- Texto extraído:
+ + + +

El Universal
Un pintor que tuve la suerte de conocer casi una década atrás, Jonathan Barbieri, me invitó hace unos años a escribir un conjunto de relatos para publicar en un libro y acompañar así la serie de sus pinturas y dibujos que él tituló “La pierde almas”. Buena parte de esa obra tenía como motivo las cantinas y los seres que viven o aparecen en ellas como alucinaciones nocturnas. Tiempo después de publicado este libro, Barbieri, que actualmente reside en Oaxaca, se involucró con otro artista, Salvador Robles, en la elaboración de un mezcal artesanal que llevaba también el nombre de Pierde Almas. En la estampa que acompaña a la botella viene además de uno de sus dibujos una frase que dice: ¡Otra vez esta maldita felicidad! Cualquiera que sea bebedor podrá reconocer en esta exclamación casi un grito de batalla. No es sencillo definir la felicidad sin caer en retruécanos, pero cuando se han bebido unas buenas copas la sensación de que un espíritu venido de los principios del mundo se ha apoderado de nuestro semblante para despertarlo y sacarlo de su postración cotidiana se hace palpable. Y entonces uno es capaz de encontrar simpatía hasta en las personas más anodinas o hacer que los perros caminen por las paredes.
No comprendo a los abstemios y cuando debo tratar con uno de ellos prefiero dejar que sigan su camino. La prueba de mi tolerancia es que pese a no comprenderlos no intentaría condenarlos ni pedirles que bebieran vino con miras a mejorar su humor o con el fin de que fueran, al menos por algunas horas, una mejor compañía. Todos sabemos que en muchos casos la bebida transforma en brutos a las personas más delicadas y que más de un desgraciado se vale del vino para cometer desmanes. Sin embargo, nadie podría afirmar que eso es motivo suficiente para condenar a quienes beben y se aproximan a esa extraña felicidad, imposible de definir aunque sencilla de reconocer cuando se instala seductora a nuestro lado. Se tolera a los abstemios siempre y cuando ellos también lo sean y no se conviertan en sacerdotes que acusan o desprecian a los bebedores. El escritor Carlos Barral veía en esta clase de personas a enfermos que sostenían sus argumentos en una sanidad inhumana, en estadísticas vacías, en parábolas amenazantes o en imágenes conductistas que te muestran un órgano destruido, pero no la humillación de la pobreza o la miseria de una vida dedicada a cumplir rutinas que empobrecen los sentidos (y que por momentos el alcohol logra suavizar). De los abstemios más conservadores dice Barral que ignoran la gloria de los paraísos artificiales, el aliento de la imaginación creativa, la mitigación de las timideces y la burbuja de cordialidad que envuelve a quienes aprecian el vino.

+ + + +

- Entradas de datos guardados:
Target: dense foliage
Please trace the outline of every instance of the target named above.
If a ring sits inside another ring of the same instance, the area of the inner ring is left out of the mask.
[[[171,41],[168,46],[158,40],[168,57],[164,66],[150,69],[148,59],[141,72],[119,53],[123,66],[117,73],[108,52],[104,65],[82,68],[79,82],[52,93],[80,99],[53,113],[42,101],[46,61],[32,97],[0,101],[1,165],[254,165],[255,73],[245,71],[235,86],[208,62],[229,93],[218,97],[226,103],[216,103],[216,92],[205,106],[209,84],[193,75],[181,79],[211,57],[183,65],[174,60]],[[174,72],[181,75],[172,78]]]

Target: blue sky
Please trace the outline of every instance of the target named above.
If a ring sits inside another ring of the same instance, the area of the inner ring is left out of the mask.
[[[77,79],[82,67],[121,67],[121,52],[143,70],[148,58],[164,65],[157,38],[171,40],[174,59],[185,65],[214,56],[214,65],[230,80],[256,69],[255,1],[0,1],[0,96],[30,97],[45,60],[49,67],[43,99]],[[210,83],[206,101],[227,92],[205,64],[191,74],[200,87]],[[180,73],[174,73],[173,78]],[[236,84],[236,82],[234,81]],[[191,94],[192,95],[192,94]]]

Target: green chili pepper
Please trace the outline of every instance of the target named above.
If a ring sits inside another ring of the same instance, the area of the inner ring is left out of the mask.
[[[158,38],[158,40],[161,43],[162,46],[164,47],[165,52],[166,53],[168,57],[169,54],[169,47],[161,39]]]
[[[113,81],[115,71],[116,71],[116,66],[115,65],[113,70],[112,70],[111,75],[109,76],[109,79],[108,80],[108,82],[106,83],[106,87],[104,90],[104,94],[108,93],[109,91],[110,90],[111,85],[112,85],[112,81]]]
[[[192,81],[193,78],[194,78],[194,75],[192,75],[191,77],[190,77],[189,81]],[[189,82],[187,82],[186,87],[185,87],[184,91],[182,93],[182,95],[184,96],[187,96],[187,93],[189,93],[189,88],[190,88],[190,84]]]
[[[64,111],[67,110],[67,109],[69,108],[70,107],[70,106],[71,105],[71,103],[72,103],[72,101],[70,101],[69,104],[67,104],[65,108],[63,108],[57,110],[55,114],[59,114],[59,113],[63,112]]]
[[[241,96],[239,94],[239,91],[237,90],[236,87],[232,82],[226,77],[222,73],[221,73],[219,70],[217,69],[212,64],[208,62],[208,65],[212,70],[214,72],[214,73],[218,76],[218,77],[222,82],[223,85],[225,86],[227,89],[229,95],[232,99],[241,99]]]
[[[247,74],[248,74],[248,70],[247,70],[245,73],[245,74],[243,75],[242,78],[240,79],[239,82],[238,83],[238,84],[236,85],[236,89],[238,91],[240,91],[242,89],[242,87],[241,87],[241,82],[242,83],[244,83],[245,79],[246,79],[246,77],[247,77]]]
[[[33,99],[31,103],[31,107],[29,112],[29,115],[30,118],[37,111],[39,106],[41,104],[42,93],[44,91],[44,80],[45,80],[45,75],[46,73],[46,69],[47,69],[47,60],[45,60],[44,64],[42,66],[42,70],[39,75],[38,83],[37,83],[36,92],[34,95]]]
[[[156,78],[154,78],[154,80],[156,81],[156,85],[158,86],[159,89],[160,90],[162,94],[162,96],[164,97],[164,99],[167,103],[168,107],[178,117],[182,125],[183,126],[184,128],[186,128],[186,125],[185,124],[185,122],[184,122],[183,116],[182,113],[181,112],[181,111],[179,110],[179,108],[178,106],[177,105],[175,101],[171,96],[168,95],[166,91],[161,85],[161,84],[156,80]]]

+ + + +

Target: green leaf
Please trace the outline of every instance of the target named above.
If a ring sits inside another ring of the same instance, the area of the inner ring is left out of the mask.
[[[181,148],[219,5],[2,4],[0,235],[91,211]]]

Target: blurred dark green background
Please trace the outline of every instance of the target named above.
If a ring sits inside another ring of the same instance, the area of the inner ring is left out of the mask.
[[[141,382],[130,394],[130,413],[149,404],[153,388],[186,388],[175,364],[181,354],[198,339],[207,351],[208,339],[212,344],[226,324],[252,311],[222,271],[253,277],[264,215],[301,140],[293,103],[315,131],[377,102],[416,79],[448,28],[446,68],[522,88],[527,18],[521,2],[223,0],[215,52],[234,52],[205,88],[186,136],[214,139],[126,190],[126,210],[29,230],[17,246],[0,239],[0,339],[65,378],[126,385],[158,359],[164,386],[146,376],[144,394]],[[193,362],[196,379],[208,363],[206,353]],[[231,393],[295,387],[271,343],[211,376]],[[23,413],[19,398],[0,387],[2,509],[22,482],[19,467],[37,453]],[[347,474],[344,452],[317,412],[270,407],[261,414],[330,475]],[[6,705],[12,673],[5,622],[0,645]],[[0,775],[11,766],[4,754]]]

+ + + +

- Consignas del ejercicio:
1. Según el texto sobre los bebedores y los abstemios, ¿qué frase trae la estampa de la botella del mezcal Pierde Almas?
2. Di si cada frase coincide con el texto sobre los bebedores y los abstemios, y cita las palabras que lo deciden:
(a) Barbieri vive ahora en Oaxaca.
(b) El autor les pide a los abstemios que tomen vino para que mejore su humor.
(c) Carlos Barral veía como enfermos a los abstemios que acusan o desprecian a los bebedores.
3. Sigue escribiendo el texto sobre los bebedores y los abstemios a partir de su última oración.

- Respuestas de la actividad:
1. ¡Otra vez esta maldita felicidad!

2.
(a) Sí: "Barbieri, que actualmente reside en Oaxaca".
(b) No: "no intentaría condenarlos ni pedirles que bebieran vino con miras a mejorar su humor".
(c) Sí: "El escritor Carlos Barral veía en esta clase de personas a enfermos".

3.
Los retenes que se imponen en nuestra ciudad para detener a los conductores, someterlos a una prueba y después encerrarlos en crujías o negarles la posibilidad de que se marchen a sus casas a dormir complacidos después de una buena velada, son una muestra de la barbarie de nuestros gobernantes. Nadie sería tan necio como para afirmar que las personas tienen derecho a conducir ebrias y a poner en peligro vidas de terceros. Y cuando lo hacen y son detenidas por esos bondadosos seres que encarnan en “a policía” entonces deben cumplir un castigo, sea el retiro de su licencia, una multa o la momentánea inmovilización de su vehículo. Ahora bien, ¿por qué razón se les encierra o se les detiene por tantas horas? Es porque las raíces de este castigo provienen de una visión moralista respecto al alcohol. El escarnio público, la exhibición y el encierro son absurdos, no sirven para nada y sólo dan felicidad a quienes ganan dinero con esta actividad y a los abstemios o puritanos rencorosos incapaces de reconocer en la ebriedad una lúdica actividad del espíritu. Con qué facilidad se quebranta la libertad de un individuo en nuestro país.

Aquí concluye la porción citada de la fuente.